- Required action
Below are the entries to work from; restate word for word the portion that opens with the line containing "Q: Point to the cloud" and closes with the line containing "Target: wet rock surface", keeping both.

□ □ □ □ □

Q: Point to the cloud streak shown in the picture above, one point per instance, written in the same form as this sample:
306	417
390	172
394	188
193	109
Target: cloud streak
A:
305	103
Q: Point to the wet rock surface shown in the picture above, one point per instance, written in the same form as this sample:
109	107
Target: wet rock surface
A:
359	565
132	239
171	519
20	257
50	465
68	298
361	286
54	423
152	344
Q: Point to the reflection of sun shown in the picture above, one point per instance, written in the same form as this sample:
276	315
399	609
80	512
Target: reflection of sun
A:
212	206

□ □ □ □ □

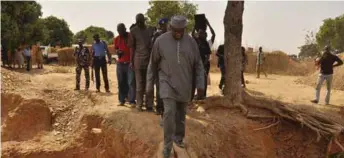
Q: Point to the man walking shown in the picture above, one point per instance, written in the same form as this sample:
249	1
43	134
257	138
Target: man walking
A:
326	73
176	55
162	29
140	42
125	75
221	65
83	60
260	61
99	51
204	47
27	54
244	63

□ □ □ □ □

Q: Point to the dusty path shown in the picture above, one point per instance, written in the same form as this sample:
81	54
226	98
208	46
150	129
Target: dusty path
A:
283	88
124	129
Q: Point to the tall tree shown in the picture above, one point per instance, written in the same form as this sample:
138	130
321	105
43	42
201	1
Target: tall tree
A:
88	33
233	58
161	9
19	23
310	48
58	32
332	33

□ □ □ □ □

- Result
Q: Point to the cloud streak shown in the picture above, one point per instance, written in the same form as this sample:
306	417
390	172
394	188
193	109
Target: cloud streak
A:
305	103
Q: Point to the wet rock surface shown in the picture above, one point per instance, written in the same form as this sample:
109	107
Target: wet rock surface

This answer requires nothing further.